▸ Exercise requirements
Print the listing in its entirety and exactly, leaving out images.

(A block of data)
————
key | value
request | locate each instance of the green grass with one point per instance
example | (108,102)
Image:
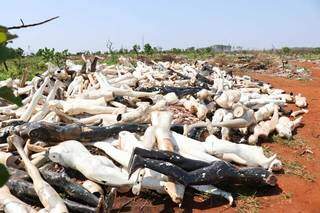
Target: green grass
(292,143)
(286,195)
(34,65)
(297,169)
(248,204)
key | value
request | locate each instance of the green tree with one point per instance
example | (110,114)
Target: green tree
(6,92)
(136,48)
(285,50)
(148,49)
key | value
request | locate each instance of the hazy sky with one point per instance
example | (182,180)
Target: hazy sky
(87,24)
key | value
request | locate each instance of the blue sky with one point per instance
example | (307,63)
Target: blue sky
(87,24)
————
▸ Finished answer
key | value
request | locate each instance of the green grass with one point per instance
example | (108,102)
Image:
Target: green grass
(292,143)
(286,195)
(34,65)
(297,169)
(248,204)
key | value
request | locate each instance of the green tree with one point per instance
example | (110,114)
Target: green tree
(6,92)
(136,48)
(285,50)
(148,49)
key | value
request | locate each instance of the hazy sky with one point per instance
example | (182,180)
Target: hazy sky
(87,24)
key | value
request | locate each instance of the blue sky with one point per instance
example | (307,63)
Target: blue sky
(87,24)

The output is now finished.